Text section:
Sunday, September 15, 2013

Voie Romaine

The fall of the Western Roman Empire occurred on September 4, 476, when Romulus Augustus, the last Emperor, was deposed by Odoacer. Even then and for a thousand years afterwards, overland trade in France followed the old familiar Roman roads known as the Voie Romaine (Roman Way).




Voie Romaine, around Langres
and northeast to Solimariaca (Soulosse)
 on the route to Trier
[Image French National Library, Carte des voies romaines du Département de la Haute-Marne 20 Lieues gauloises / Th. Pistollet de St. Ferjeux del., 1860. Map detail shows the route north from Langres past Graffigny-Chemin to Soulosse-sur-St-Elpohe. The route continues to Trier.

In Roman Gaul a system of roads was organized in the decades before Christ by Marcus Vipsanius Agrippa around Lugdunum (Lyon). The collection became known as the Via Agrippa (Road Agrippa) and contained over 21,000 kilometres (13,000 miles) of paved stone roads. One route, beginning in Lyon, goes north  270 kilometers (170 miles) to Langres. At Langres it branches. One branch goes northwest to Reims, the other north and east to Toul, then further north to Trier.

What to work on: Copy out the entire Voie Romaine post word for word. The rows after this point have nothing to do with the Voie Romaine post.

Dataset extract:
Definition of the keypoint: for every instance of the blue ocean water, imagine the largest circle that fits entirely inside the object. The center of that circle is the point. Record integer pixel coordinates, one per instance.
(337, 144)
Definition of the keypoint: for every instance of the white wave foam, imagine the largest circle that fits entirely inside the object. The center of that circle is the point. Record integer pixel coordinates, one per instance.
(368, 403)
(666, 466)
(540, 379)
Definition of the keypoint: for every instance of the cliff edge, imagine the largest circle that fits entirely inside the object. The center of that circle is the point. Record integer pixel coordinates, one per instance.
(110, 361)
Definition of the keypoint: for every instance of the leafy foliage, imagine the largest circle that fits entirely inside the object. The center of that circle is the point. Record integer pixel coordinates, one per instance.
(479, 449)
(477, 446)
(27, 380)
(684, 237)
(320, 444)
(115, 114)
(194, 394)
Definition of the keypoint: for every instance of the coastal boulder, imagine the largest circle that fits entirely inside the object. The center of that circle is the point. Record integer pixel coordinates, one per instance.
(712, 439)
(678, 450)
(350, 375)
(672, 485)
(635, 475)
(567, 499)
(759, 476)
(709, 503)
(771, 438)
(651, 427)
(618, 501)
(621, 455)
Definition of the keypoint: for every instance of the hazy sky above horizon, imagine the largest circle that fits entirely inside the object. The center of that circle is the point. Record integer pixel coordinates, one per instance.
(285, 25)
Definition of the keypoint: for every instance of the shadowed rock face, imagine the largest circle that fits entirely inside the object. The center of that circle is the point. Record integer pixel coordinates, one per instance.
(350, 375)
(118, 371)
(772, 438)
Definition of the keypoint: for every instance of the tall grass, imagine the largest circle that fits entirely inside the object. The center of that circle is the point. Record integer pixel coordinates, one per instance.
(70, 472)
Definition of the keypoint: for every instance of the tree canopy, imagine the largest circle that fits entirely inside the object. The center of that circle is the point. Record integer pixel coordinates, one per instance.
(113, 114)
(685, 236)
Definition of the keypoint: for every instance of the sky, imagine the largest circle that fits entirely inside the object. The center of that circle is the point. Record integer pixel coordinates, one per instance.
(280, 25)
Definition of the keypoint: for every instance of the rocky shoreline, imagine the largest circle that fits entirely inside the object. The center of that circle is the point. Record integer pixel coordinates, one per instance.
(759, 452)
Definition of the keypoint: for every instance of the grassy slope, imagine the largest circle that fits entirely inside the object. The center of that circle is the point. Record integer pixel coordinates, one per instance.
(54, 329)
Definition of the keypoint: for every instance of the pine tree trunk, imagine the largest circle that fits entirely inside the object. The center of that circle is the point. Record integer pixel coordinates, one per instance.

Solution:
Sunday, September 15, 2013

Voie Romaine

The fall of the Western Roman Empire occurred on September 4, 476, when Romulus Augustus, the last Emperor, was deposed by Odoacer. Even then and for a thousand years afterwards, overland trade in France followed the old familiar Roman roads known as the Voie Romaine (Roman Way).




Voie Romaine, around Langres
and northeast to Solimariaca (Soulosse)
 on the route to Trier
[Image French National Library, Carte des voies romaines du Département de la Haute-Marne 20 Lieues gauloises / Th. Pistollet de St. Ferjeux del., 1860. Map detail shows the route north from Langres past Graffigny-Chemin to Soulosse-sur-St-Elpohe. The route continues to Trier.

In Roman Gaul a system of roads was organized in the decades before Christ by Marcus Vipsanius Agrippa around Lugdunum (Lyon). The collection became known as the Via Agrippa (Road Agrippa) and contained over 21,000 kilometres (13,000 miles) of paved stone roads. One route, beginning in Lyon, goes north  270 kilometers (170 miles) to Langres. At Langres it branches. One branch goes northwest to Reims, the other north and east to Toul, then further north to Trier.